Start of Text

What is a CLAUDE.md file?
Quick answer
A CLAUDE.md file is a Markdown file in your project that Claude Code reads automatically at the start of every session. It acts as persistent project memory — your stack, commands, conventions, and hard rules — so the AI agent already knows how your project works instead of you re-explaining it each time.
If you use Claude Code (or another AI coding agent) on the same project more than once, you have probably re-explained the same things repeatedly: how to run the tests, which package the auth lives in, the one rule that must never be broken. A CLAUDE.md file ends that. You write it once; the agent reads it every time.
What a CLAUDE.md file actually does
When you open Claude Code in a project, it looks for a CLAUDE.md file and loads it into context before doing anything else. That file becomes a standing set of instructions for the whole session — the agent treats it as ground truth about your project.
Think of it as the onboarding doc you would hand a new senior engineer, except the engineer reads the whole thing every single time and never forgets it mid-task. Conventions, commands, architecture decisions, and the things that must never happen all live here.
Where CLAUDE.md files live
There are three useful locations, and they stack: a personal file at ~/.claude/CLAUDE.md applies to every project on your machine; a root CLAUDE.md applies to one repository; and subdirectory CLAUDE.md files load when the agent is working inside that folder.
Most teams start with a single root-level CLAUDE.md and only split out subdirectory files once a monorepo has genuinely different rules per package.
What to put in it (and what to leave out)
Lead with the things an agent gets wrong without guidance: the exact commands to build, test, and lint; the tech stack and where things live; hard constraints ("never edit the generated schema by hand", "all list endpoints must paginate"); and the gotchas you have already paid for in lost time.
Leave out anything the agent can trivially discover by reading the code, and anything aspirational that is not actually enforced. A rule you do not follow teaches the agent that rules here are optional.
What separates a good CLAUDE.md from a bad one
Bad CLAUDE.md files are vague ("write clean code", "follow best practices"). Good ones are specific and testable ("build NestJS with tsc directly, not nest build — webpack OOMs on this machine"). Specific rules survive contact with a real task; vague ones get silently ignored.
The highest-leverage section is usually a short list of hard-won lessons — concrete incidents turned into rules. Every production mistake you encode is a mistake your agents will not repeat.
A starter CLAUDE.md structure
Copy this skeleton, replace the placeholders, and you have a working CLAUDE.md in ten minutes. Or use the free CLAUDE.md generator to fill it in interactively.
# {{PROJECT_NAME}}
## What this is
One-paragraph description of the product and who it serves.

End of Text
Start of Stored data

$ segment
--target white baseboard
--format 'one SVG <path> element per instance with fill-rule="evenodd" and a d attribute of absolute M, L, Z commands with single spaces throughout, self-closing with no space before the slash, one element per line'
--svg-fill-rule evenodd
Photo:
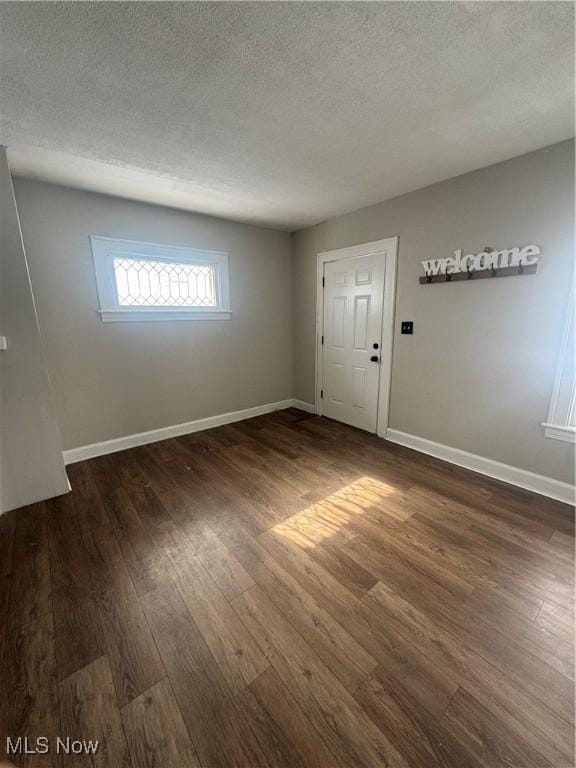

End of Stored data

Work order 1: Translate this sentence from the text on CLAUDE.md files into Spanish: "A rule you do not follow teaches the agent that rules here are optional."
Work order 2: Reproduce word for word the passage of the text on CLAUDE.md files starting with "A starter CLAUDE.md" and going on through "who it serves.".
Work order 3: Supply the next part of the text on CLAUDE.md files, picking up after its final line.

Answer space 1: Una regla que no sigues le enseña al agente que aquí las reglas son opcionales.

Answer space 2:
A starter CLAUDE.md structure
Copy this skeleton, replace the placeholders, and you have a working CLAUDE.md in ten minutes. Or use the free CLAUDE.md generator to fill it in interactively.
# {{PROJECT_NAME}}
## What this is
One-paragraph description of the product and who it serves.

Answer space 3:
## Tech stack
- Backend: {{e.g. NestJS + TypeScript}}
- Frontend: {{e.g. Next.js 14 App Router}}
- Database: {{e.g. Postgres + Prisma}}
## Commands
- Install: {{install command}}
- Dev: {{dev command}}
- Test: {{test command}}
- Lint: {{lint command}}
## Architecture
Where things live; the 2-3 patterns to follow.
## Rules (never do these)
- {{hard constraint #1}}
- {{hard constraint #2}}
## Lessons (paid for in real incidents)
- {{lesson: what broke, and the rule that prevents it}}
CLAUDE.md FAQ
What is a CLAUDE.md file?
A CLAUDE.md file is a Markdown file in your project that Claude Code reads automatically at the start of every session. It acts as persistent project memory — coding conventions, architecture, commands, and rules — so you do not have to re-explain your project each time.
Where do I put the CLAUDE.md file?
Put CLAUDE.md in your repository root for project-wide context. Claude Code also reads CLAUDE.md files in subdirectories (loaded when you work in that folder) and a personal ~/.claude/CLAUDE.md for rules that apply to every project on your machine.
What should I include in a CLAUDE.md file?
The high-value items are: build/test/lint commands, the tech stack, repo structure, code-style rules, hard "never do this" constraints, and any non-obvious gotchas that have bitten you before. Keep it concise and specific — vague instructions get ignored, concrete rules get followed.
Is CLAUDE.md the same as AGENTS.md?
They serve the same purpose (persistent project instructions) but target different tools. CLAUDE.md is read by Claude Code; AGENTS.md is the open convention read by OpenAI Codex and several other agents. Many teams keep both and mirror the shared rules between them.
How long should a CLAUDE.md file be?
Long enough to be useful, short enough to stay read. Front-load the rules that matter most. If the file grows past a few hundred lines, move deep reference material into linked docs and keep CLAUDE.md as the concise index — agents follow short, specific files more reliably than long ones.